== Excerpted data ==
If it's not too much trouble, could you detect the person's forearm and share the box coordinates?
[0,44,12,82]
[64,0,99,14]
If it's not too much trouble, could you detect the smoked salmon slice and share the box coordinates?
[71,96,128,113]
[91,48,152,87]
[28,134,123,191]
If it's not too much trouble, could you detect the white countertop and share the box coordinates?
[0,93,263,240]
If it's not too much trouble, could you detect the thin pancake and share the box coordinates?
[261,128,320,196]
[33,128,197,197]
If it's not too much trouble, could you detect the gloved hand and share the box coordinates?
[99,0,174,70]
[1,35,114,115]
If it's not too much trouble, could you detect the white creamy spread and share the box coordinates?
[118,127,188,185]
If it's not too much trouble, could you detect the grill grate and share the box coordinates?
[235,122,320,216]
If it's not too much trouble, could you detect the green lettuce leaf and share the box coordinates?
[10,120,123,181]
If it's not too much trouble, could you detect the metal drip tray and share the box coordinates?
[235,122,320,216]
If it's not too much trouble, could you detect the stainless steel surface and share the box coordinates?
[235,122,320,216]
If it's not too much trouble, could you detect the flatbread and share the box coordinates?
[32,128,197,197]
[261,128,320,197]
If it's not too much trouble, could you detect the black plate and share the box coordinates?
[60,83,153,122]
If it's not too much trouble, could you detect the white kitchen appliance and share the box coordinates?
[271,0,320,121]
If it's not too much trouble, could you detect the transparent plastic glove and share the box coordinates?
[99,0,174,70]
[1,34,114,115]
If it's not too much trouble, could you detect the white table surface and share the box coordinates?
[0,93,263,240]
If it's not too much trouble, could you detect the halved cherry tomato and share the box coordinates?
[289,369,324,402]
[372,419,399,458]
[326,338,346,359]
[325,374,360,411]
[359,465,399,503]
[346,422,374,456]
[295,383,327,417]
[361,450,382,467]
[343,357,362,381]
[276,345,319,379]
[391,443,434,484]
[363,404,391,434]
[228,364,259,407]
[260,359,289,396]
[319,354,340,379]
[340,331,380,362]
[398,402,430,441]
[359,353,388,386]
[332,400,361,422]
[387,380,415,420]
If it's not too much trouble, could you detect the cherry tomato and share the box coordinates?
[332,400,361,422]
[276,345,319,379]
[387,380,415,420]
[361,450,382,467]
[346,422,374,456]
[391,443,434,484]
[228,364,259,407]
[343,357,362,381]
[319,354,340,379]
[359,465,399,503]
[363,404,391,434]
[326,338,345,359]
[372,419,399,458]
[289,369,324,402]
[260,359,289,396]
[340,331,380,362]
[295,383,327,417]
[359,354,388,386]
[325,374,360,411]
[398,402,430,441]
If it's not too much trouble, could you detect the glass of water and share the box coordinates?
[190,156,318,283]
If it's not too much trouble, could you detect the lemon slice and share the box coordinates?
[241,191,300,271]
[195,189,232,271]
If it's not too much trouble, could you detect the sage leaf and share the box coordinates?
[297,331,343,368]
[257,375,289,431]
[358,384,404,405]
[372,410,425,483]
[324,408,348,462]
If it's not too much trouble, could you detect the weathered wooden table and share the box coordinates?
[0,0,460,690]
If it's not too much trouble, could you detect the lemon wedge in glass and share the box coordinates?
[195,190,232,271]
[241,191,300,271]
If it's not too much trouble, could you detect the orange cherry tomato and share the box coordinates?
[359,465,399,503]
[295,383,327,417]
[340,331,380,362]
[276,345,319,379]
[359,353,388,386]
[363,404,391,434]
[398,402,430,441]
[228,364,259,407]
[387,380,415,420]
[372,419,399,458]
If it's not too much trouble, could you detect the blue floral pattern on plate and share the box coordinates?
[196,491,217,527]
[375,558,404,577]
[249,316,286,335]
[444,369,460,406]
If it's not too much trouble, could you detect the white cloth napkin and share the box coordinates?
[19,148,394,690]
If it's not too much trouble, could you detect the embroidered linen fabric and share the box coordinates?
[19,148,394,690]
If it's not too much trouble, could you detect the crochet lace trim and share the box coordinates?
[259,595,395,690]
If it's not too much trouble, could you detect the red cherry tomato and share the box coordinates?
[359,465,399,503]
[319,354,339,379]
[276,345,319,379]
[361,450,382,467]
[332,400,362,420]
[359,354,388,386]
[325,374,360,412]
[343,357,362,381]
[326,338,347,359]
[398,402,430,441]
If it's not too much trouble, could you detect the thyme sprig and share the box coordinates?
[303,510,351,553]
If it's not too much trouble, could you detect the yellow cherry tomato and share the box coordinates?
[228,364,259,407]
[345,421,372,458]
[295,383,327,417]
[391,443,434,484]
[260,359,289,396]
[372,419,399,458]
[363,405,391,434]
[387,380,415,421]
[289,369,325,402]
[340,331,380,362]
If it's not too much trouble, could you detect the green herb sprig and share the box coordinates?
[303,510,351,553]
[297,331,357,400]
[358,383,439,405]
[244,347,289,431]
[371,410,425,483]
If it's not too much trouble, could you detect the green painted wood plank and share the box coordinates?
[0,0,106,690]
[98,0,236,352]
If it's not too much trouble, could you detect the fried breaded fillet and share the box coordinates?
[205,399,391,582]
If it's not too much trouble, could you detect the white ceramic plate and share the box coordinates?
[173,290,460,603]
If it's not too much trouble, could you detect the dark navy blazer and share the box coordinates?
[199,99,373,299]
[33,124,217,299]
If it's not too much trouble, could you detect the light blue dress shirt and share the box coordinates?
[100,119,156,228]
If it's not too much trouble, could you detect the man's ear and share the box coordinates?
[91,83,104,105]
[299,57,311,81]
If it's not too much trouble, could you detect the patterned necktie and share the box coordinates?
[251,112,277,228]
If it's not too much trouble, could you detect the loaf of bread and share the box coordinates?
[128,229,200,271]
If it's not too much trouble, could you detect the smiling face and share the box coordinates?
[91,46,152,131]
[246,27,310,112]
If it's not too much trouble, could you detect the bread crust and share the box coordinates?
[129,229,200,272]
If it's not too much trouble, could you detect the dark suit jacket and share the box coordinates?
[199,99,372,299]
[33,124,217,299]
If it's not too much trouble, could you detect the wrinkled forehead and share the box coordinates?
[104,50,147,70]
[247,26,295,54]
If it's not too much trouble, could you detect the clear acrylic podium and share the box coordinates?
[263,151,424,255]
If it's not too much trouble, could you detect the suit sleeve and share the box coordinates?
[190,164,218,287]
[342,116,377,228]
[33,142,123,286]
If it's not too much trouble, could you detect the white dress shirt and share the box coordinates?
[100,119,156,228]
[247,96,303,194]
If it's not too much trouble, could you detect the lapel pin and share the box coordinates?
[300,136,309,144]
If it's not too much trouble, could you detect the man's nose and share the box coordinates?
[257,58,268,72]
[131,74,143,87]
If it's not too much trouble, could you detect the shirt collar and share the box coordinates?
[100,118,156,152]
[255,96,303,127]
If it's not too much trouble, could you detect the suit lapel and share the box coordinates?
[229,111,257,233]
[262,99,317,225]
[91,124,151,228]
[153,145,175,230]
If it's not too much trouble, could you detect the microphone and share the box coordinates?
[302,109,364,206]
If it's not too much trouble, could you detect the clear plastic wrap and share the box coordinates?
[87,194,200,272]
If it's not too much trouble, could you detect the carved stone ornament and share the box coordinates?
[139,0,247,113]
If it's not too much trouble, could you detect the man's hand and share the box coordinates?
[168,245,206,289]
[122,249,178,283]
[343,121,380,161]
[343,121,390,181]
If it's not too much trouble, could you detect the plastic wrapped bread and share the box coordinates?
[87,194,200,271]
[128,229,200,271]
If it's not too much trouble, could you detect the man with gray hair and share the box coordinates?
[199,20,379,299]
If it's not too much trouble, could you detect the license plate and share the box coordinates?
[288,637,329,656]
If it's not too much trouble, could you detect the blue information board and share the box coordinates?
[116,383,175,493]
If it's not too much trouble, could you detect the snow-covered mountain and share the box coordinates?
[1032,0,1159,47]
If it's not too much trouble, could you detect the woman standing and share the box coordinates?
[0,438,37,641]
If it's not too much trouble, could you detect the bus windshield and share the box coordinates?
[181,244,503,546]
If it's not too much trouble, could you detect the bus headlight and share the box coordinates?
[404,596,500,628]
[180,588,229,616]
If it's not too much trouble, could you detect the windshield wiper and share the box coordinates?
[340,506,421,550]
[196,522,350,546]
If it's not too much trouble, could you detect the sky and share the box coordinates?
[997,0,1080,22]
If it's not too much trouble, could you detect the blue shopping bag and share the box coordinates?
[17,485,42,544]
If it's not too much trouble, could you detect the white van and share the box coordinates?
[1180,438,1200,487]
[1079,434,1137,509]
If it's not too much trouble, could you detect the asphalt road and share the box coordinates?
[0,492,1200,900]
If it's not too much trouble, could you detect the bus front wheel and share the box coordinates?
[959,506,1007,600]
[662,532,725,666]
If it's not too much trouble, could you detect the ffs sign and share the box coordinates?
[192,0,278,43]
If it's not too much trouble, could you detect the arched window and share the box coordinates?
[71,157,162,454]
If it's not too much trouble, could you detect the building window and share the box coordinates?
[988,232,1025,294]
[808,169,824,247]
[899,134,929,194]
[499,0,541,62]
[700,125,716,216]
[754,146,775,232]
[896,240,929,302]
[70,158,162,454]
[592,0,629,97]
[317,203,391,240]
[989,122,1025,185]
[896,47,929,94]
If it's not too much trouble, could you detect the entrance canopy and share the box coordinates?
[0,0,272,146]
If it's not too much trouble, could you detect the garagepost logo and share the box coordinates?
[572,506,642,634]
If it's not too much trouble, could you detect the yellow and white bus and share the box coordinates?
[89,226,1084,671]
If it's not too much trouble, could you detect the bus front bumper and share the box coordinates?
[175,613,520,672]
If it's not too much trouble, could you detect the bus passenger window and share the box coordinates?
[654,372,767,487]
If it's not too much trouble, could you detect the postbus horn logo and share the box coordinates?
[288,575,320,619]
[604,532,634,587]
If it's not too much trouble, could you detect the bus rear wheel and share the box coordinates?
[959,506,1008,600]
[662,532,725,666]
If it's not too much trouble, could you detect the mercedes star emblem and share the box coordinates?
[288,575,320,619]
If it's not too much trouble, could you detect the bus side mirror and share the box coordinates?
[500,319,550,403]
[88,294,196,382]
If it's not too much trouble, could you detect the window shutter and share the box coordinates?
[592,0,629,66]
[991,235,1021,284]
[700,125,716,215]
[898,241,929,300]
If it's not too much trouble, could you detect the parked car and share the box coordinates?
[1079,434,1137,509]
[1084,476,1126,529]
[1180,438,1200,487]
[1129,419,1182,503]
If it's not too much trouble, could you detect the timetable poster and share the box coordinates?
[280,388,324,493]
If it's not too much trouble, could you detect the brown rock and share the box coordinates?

== Your objective ==
Copy out the stretch from the line containing "If it's not too much trouble, could you detect the window" through the last line above. Add 86 to every bounding-box coordinate and leave the other lines unchanged.

== Expected output ==
If it's not too much trouble, could you detect the window shutter and share the box coordinates?
[678,86,715,152]
[1077,321,1107,370]
[786,211,802,301]
[984,327,1015,386]
If it's not too much trouble, could you detect the parked car and share the box coordinates?
[1165,520,1223,595]
[1170,562,1212,615]
[1266,524,1286,573]
[1215,505,1268,589]
If it's not too much trouble, could you detect the timetable poster and share the box coordinates?
[366,474,410,579]
If it's not too much trouble, could you detect the brown rock and share the box coordinates?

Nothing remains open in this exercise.